● Problem description:
Go over the records and copy every line with the string "tree".

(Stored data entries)
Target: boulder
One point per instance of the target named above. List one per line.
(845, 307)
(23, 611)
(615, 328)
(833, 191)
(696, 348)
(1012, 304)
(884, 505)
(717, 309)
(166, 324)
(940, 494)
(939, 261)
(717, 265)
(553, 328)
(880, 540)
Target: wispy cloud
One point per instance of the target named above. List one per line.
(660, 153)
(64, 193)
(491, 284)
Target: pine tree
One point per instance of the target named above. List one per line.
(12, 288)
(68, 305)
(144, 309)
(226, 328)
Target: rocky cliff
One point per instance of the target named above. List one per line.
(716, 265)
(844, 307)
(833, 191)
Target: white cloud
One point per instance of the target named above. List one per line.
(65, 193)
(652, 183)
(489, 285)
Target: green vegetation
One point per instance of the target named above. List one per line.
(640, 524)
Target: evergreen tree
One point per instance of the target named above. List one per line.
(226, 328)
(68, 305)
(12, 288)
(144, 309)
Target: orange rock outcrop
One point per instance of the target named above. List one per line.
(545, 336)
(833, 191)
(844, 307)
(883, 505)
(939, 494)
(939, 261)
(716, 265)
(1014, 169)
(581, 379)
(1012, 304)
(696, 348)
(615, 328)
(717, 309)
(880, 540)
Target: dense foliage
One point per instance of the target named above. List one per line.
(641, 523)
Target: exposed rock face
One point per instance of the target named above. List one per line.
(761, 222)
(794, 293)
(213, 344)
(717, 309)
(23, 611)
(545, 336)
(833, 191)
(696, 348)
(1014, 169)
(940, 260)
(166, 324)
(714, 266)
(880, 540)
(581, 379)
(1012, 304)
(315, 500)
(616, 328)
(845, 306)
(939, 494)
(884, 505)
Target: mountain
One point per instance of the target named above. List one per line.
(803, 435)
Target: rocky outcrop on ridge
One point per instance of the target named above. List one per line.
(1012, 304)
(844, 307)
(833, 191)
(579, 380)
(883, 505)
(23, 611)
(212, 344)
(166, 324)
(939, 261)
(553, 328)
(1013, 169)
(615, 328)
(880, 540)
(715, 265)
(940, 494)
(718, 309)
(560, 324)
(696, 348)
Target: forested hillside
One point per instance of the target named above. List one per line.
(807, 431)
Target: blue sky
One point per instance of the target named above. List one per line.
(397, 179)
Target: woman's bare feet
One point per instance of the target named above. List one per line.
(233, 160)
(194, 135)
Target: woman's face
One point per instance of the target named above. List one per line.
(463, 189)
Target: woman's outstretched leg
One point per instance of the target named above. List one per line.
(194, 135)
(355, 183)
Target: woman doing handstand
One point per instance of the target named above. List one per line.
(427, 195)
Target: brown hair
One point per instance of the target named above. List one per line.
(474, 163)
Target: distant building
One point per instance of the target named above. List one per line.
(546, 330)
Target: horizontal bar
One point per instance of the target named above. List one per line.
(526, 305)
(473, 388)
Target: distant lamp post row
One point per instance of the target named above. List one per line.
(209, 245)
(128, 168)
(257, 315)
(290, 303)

● Exercise output:
Target: pine tree
Target: evergreen tree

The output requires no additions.